▶ What you have to do: Render into Spanish the following sentence from the blog post about launching a new program: "Managing cost is a key theme in this article."

Wednesday, April 22, 2009

Launching a New Program: Savvy Geek Chix Case Study

Jerri Barrett, from the Anita Borg Institute, is back to tell us about a new program they have launched. What? A new program in this economy? Yes, because if you are not constantly examining your programming and figuring out new ways to serve your members, your organization will quickly become obsolete. Especially in this economy. Managing cost is a key theme in this article. Enjoy! Bunnie

Launching a New Program: Savvy Geek Chix Case Study

By Jerri Barrett, Director of Marketing, Anita Borg Institute for Women and Technology

In early 2009, Deanna Kosaraju, the VP of Programs for the Anita Borg Institute, called a meeting to discuss a new idea. How do we take all of the great information we’ve gathered from our other programs: the Grace Hopper Celebration of Women in Computing and TechLeaders and create a series of affordable programs? We were all keenly aware of the impact the economy was having on our community – both the fact that travel and training budgets were being slashed and that many of our constituency were either experiencing layoffs or were worried about being laid off.

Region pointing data

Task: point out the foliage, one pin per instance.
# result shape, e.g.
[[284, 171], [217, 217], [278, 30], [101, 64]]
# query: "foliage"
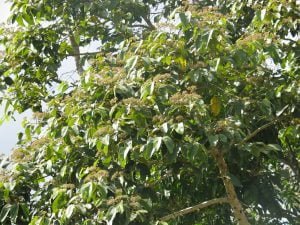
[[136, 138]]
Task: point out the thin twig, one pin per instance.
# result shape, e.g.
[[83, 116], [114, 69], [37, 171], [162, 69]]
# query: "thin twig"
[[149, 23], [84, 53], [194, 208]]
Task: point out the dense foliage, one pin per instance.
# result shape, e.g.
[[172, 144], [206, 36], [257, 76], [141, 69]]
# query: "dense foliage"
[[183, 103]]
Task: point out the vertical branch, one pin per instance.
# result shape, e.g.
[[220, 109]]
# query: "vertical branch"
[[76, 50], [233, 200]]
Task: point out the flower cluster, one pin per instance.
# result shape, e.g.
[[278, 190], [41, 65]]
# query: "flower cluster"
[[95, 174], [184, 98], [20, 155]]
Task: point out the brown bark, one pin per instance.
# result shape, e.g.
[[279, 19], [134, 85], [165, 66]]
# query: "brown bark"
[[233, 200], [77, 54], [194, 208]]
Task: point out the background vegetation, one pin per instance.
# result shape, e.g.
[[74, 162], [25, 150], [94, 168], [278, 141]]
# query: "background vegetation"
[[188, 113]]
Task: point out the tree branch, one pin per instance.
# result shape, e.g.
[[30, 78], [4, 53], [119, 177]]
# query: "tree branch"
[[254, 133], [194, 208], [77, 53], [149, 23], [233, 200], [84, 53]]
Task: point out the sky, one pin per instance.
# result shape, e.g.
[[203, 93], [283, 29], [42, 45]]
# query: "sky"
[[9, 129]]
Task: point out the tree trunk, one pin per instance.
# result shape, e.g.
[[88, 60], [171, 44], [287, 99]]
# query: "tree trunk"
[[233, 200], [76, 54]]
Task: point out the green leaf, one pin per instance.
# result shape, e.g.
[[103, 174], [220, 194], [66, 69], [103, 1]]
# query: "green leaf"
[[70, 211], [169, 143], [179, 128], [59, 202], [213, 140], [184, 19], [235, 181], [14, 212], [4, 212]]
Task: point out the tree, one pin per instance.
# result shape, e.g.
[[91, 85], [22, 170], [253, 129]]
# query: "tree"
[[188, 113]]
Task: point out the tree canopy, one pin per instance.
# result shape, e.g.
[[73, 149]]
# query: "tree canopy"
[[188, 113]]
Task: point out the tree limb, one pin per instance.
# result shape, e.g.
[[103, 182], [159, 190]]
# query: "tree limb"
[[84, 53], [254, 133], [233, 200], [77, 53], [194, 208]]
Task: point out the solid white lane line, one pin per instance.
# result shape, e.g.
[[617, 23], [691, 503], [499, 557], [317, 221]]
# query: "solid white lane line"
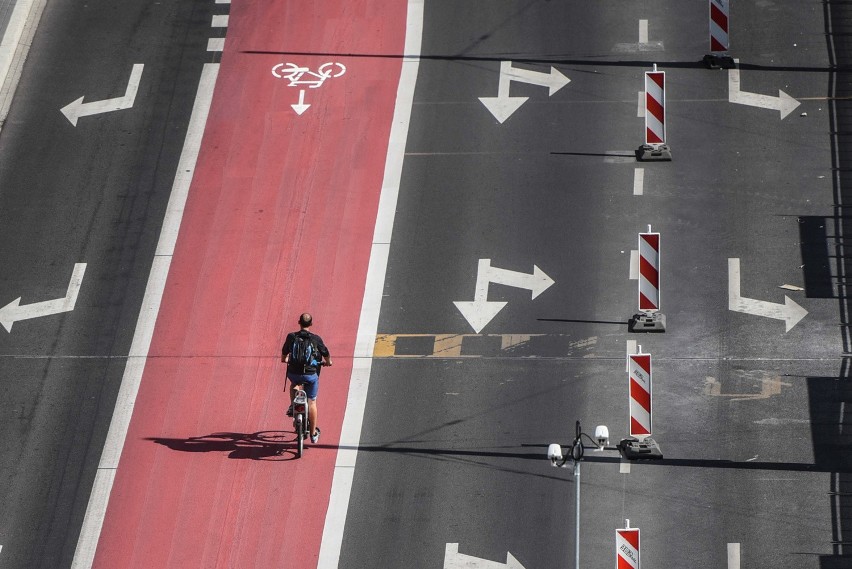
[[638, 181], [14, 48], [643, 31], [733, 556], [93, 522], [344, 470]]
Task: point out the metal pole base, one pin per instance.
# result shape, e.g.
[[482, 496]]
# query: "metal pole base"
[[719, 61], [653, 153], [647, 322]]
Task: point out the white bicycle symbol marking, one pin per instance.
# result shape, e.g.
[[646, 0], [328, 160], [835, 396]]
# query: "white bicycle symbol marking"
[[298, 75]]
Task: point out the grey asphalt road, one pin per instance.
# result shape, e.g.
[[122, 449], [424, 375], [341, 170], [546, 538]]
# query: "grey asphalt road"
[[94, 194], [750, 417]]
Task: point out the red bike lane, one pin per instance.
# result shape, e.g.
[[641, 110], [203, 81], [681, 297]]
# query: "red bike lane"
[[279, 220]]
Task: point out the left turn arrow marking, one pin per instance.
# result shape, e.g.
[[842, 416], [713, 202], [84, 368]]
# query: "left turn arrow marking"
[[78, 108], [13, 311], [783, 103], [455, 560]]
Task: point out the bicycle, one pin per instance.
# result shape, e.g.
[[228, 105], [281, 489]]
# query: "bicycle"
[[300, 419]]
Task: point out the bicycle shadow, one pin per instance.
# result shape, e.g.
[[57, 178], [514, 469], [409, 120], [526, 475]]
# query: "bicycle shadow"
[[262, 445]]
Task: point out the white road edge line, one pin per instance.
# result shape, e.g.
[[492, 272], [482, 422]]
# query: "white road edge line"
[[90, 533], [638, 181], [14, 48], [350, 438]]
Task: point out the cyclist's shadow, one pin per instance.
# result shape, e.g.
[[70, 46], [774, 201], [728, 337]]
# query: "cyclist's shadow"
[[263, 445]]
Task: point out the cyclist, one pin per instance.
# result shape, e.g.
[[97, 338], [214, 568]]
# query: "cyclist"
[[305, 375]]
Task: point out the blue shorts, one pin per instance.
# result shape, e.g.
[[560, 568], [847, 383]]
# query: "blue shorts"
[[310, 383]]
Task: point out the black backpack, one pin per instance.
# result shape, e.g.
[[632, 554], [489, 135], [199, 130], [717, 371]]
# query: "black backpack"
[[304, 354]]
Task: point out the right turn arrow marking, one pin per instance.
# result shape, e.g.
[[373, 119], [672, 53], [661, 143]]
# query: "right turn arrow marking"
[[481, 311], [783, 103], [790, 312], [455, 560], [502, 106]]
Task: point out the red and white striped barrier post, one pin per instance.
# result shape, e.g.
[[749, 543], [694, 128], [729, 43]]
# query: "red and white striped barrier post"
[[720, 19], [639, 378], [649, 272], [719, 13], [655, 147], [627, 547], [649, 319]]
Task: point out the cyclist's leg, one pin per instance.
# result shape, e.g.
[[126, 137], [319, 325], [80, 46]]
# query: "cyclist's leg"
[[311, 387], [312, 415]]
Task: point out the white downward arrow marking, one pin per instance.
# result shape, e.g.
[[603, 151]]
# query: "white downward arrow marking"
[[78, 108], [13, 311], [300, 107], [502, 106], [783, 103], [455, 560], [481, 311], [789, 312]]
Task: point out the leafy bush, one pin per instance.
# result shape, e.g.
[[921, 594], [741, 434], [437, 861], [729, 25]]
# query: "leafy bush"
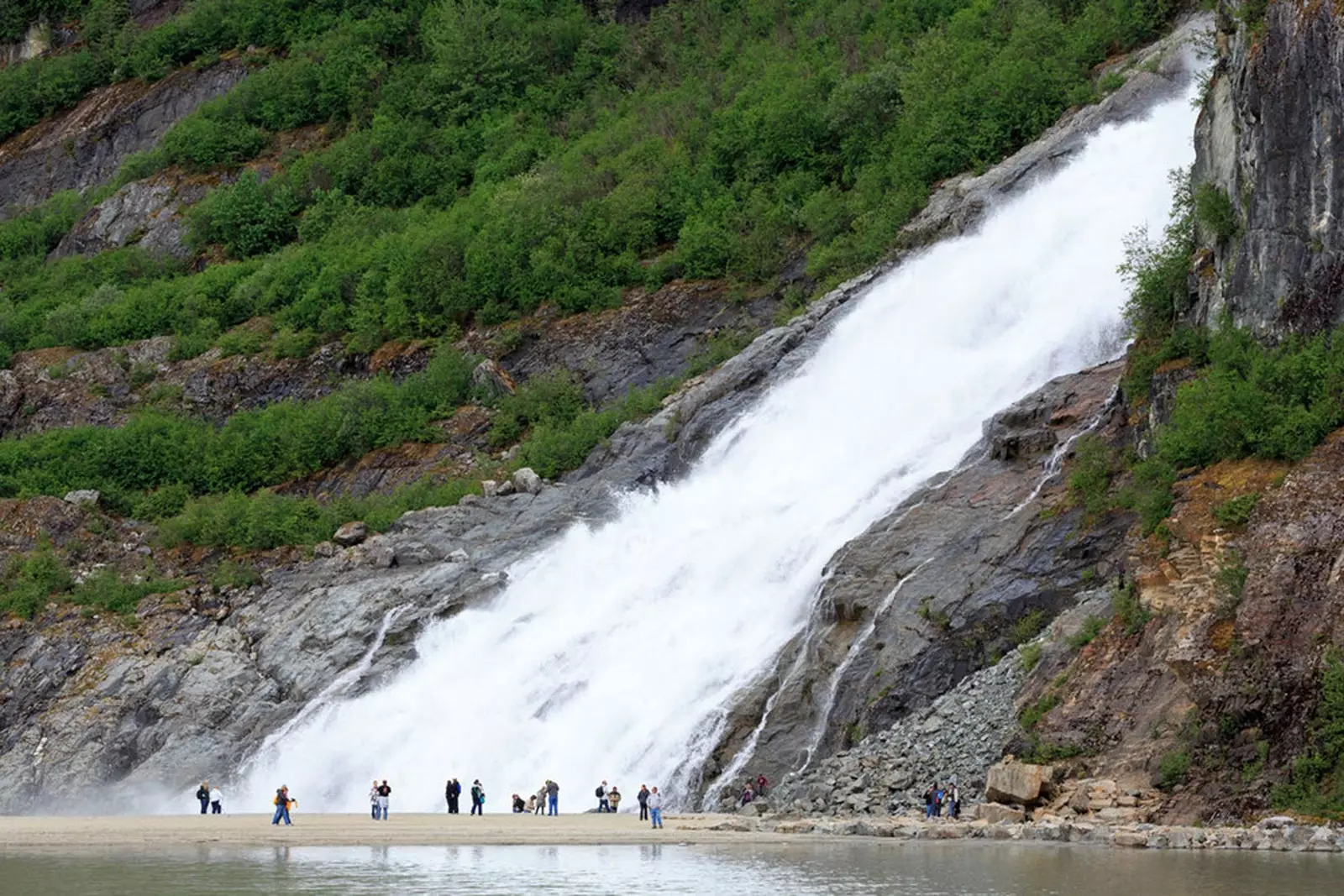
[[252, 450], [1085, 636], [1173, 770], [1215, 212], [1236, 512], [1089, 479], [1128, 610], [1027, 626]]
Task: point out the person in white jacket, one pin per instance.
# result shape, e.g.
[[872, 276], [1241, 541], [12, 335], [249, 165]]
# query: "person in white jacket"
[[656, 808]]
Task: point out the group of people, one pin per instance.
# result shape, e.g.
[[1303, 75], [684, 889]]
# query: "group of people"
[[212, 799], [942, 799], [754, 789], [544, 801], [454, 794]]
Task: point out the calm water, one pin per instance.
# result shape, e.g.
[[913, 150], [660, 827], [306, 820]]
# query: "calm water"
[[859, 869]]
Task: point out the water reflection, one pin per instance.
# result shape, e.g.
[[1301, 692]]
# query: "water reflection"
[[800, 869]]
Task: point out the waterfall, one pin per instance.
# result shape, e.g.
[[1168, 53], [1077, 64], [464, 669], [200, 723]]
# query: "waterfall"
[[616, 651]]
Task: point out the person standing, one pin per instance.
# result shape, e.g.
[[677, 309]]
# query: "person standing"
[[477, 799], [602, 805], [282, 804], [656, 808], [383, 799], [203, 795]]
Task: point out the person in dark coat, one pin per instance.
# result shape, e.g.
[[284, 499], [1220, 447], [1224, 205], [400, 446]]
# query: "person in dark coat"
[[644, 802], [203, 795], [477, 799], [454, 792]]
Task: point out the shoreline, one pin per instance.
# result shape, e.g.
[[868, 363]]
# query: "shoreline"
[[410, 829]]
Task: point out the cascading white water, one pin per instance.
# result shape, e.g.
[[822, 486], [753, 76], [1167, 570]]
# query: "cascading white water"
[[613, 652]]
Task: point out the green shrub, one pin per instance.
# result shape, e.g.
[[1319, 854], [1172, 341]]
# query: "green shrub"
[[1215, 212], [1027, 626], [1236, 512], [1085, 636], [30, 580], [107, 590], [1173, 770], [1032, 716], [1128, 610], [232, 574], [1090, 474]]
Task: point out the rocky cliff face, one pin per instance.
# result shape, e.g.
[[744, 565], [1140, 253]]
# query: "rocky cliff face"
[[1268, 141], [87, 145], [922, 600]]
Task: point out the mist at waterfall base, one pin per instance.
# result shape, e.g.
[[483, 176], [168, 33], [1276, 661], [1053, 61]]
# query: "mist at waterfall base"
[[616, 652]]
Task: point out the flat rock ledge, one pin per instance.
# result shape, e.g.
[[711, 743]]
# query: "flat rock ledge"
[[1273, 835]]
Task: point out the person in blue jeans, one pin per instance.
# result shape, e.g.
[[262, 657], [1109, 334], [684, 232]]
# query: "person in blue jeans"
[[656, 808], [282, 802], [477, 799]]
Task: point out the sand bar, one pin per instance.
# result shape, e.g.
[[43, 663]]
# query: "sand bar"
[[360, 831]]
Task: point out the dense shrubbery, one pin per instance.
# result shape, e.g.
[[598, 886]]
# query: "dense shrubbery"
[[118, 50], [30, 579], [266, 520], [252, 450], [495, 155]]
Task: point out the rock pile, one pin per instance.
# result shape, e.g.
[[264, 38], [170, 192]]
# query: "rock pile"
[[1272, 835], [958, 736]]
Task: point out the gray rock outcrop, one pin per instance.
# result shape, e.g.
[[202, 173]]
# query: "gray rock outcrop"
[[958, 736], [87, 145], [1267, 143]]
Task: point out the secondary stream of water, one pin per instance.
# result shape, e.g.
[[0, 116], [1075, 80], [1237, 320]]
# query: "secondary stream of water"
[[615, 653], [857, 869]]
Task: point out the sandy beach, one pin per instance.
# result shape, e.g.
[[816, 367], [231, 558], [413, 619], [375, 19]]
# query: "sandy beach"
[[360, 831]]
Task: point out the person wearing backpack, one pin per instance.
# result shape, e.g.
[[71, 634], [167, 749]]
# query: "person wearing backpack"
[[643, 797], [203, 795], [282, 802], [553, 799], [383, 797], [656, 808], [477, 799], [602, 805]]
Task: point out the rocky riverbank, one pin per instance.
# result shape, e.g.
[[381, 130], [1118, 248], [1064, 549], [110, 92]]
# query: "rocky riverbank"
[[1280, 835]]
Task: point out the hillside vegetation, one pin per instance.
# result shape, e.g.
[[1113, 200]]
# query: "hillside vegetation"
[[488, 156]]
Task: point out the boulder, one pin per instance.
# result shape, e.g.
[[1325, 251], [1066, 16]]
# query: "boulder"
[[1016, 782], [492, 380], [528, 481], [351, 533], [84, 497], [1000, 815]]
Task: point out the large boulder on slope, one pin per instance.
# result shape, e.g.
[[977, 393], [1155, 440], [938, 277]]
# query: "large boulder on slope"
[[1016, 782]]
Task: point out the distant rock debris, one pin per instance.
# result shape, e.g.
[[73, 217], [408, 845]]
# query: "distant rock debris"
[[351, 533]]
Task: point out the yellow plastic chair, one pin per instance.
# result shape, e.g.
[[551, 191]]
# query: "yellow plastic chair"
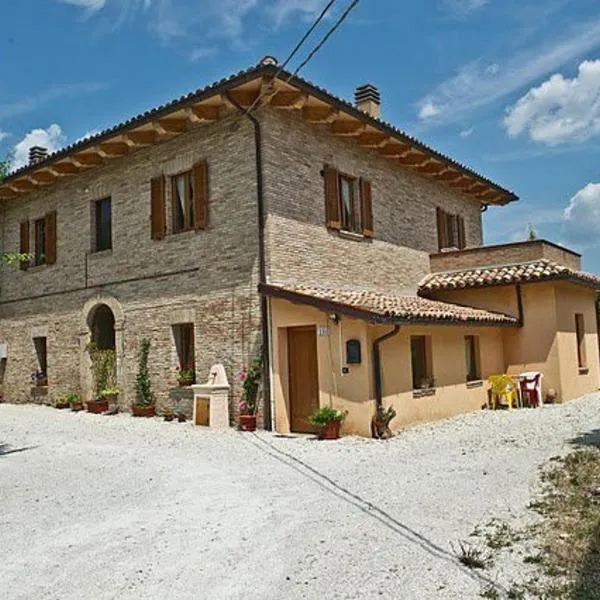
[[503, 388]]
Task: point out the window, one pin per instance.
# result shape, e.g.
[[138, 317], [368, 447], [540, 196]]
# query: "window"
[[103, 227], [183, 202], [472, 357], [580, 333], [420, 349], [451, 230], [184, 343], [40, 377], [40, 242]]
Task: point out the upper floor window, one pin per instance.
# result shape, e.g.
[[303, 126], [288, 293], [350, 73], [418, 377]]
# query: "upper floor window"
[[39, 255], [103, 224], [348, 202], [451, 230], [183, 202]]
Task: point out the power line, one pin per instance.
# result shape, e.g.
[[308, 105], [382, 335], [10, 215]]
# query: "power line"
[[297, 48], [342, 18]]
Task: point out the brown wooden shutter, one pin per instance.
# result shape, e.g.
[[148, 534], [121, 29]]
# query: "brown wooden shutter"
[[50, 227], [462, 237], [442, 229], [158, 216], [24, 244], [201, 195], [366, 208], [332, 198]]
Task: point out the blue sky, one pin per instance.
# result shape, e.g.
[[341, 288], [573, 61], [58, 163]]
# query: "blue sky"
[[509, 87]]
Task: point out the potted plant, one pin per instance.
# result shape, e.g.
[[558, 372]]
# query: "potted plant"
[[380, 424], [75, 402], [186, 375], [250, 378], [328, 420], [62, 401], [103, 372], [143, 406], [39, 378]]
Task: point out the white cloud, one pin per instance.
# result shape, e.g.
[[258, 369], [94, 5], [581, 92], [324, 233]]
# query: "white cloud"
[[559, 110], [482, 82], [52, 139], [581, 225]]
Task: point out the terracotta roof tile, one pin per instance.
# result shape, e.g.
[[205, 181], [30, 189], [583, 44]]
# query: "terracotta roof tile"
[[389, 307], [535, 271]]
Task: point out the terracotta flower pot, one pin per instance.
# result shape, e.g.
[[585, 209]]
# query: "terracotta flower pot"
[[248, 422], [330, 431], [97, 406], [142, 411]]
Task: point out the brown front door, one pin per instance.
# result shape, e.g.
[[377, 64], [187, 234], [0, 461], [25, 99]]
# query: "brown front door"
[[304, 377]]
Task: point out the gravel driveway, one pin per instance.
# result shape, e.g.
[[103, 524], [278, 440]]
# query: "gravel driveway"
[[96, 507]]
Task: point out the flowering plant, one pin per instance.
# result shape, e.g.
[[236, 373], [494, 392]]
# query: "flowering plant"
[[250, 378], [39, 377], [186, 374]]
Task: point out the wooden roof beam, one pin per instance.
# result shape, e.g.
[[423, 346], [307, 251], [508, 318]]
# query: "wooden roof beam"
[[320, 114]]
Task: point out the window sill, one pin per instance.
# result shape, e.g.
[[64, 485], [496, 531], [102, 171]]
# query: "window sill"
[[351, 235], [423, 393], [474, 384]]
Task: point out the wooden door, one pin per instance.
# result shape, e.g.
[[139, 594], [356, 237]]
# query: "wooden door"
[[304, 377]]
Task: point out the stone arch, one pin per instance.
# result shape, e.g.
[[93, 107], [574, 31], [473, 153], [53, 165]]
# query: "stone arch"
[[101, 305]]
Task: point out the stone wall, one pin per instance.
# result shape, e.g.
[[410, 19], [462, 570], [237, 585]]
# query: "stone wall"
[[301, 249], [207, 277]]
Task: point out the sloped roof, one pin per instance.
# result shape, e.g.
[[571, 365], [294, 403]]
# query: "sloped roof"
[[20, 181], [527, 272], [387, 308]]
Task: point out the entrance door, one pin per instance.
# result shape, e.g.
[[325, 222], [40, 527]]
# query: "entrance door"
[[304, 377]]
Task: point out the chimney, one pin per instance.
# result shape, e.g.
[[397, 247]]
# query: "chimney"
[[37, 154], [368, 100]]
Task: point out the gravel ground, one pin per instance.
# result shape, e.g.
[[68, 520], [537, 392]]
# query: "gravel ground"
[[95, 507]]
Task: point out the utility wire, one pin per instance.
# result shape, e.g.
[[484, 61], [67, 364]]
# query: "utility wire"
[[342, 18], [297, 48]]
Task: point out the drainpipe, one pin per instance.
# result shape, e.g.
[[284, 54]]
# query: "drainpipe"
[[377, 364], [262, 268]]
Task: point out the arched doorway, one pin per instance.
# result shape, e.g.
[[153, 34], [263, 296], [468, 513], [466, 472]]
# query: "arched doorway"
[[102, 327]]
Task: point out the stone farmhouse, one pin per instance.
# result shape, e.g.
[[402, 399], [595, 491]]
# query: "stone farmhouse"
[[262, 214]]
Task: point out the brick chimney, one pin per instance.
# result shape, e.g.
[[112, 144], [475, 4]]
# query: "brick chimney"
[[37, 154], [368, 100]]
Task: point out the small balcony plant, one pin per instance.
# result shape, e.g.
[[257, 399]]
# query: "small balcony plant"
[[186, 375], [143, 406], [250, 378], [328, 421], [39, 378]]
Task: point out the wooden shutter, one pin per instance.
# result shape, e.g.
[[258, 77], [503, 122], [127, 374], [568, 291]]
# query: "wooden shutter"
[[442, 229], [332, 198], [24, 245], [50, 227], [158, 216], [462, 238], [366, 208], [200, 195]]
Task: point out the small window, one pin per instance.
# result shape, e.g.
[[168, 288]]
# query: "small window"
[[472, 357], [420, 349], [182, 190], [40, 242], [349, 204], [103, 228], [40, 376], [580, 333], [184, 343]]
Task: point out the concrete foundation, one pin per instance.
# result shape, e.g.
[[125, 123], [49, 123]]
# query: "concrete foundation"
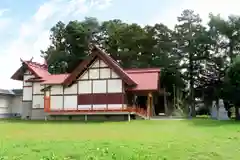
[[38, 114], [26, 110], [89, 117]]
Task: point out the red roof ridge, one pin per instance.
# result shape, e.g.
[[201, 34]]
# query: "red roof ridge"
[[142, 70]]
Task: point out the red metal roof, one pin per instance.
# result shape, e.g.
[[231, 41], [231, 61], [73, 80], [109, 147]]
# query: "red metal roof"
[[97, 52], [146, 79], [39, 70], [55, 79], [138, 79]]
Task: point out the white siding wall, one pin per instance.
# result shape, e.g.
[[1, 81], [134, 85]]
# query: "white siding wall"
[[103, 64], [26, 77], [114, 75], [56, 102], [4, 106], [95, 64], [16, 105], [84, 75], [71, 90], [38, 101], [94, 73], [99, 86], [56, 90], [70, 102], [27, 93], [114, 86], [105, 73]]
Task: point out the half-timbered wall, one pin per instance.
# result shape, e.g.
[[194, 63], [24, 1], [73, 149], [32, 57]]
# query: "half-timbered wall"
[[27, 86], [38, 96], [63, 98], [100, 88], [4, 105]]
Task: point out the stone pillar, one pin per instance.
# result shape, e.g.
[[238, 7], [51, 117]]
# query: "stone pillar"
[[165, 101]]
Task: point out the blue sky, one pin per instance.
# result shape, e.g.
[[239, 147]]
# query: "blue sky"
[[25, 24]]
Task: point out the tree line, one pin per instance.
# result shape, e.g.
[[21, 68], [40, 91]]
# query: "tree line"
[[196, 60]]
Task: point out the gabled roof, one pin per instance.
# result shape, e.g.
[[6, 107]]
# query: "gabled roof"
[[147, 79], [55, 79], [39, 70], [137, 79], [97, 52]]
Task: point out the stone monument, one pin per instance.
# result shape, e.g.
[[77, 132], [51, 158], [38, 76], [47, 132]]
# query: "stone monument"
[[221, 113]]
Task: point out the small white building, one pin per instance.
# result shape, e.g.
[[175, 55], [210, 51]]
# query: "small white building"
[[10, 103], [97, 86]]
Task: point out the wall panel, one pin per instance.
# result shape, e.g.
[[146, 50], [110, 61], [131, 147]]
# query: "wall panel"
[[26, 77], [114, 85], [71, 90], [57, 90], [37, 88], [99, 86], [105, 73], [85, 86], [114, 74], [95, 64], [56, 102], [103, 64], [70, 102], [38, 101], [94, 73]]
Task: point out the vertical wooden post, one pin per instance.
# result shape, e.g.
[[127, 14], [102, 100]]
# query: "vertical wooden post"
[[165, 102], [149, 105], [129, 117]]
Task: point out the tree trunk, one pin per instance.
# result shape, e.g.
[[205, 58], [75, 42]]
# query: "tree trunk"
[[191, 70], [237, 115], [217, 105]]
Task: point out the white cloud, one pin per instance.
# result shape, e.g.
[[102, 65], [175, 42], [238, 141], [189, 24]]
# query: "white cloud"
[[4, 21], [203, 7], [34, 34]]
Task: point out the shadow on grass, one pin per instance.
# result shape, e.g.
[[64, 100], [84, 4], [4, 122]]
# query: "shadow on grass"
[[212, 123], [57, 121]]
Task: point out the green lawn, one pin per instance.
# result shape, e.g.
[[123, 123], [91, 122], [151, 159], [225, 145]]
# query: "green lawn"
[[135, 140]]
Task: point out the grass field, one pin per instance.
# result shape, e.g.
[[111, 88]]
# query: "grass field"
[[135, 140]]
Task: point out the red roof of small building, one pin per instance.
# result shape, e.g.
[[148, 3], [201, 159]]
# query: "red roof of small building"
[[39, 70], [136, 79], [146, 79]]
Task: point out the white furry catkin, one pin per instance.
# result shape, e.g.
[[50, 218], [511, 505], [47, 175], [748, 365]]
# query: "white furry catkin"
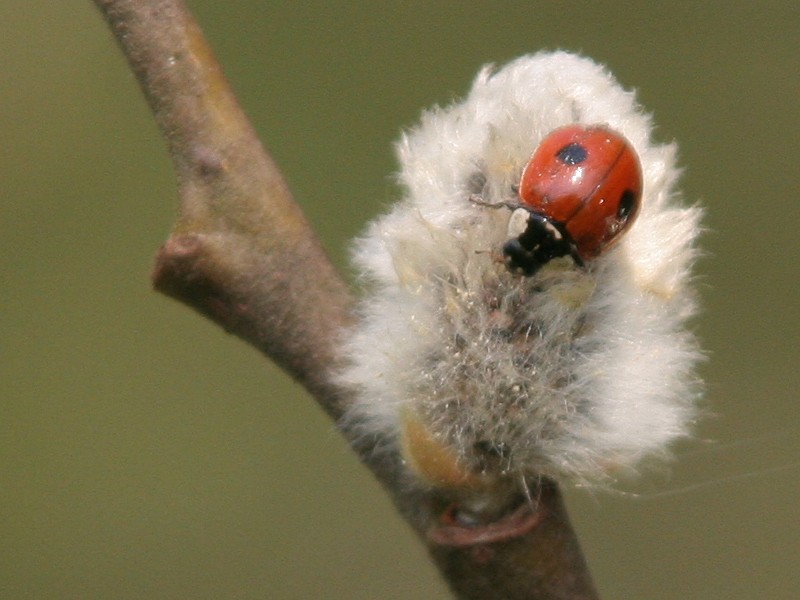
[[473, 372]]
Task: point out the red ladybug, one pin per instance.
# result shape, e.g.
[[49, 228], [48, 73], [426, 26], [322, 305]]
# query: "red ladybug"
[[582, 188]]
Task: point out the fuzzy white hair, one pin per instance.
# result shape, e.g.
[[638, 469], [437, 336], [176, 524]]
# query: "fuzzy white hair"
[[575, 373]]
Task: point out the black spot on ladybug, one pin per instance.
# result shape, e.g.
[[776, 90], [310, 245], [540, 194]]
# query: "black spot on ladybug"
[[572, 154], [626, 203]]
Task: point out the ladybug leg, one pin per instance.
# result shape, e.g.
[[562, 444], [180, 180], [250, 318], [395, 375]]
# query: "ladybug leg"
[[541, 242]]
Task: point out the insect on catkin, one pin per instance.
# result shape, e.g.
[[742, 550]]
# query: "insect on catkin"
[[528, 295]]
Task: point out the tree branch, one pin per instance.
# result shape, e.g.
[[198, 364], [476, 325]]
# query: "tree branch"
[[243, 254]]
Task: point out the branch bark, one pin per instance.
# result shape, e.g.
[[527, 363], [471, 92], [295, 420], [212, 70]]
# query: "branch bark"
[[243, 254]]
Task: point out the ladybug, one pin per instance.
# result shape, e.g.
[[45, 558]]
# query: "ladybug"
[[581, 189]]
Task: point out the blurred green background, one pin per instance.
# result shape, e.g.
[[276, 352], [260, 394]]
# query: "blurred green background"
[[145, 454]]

▶ Solution to the problem: La gestión de los costos es un tema clave en este artículo.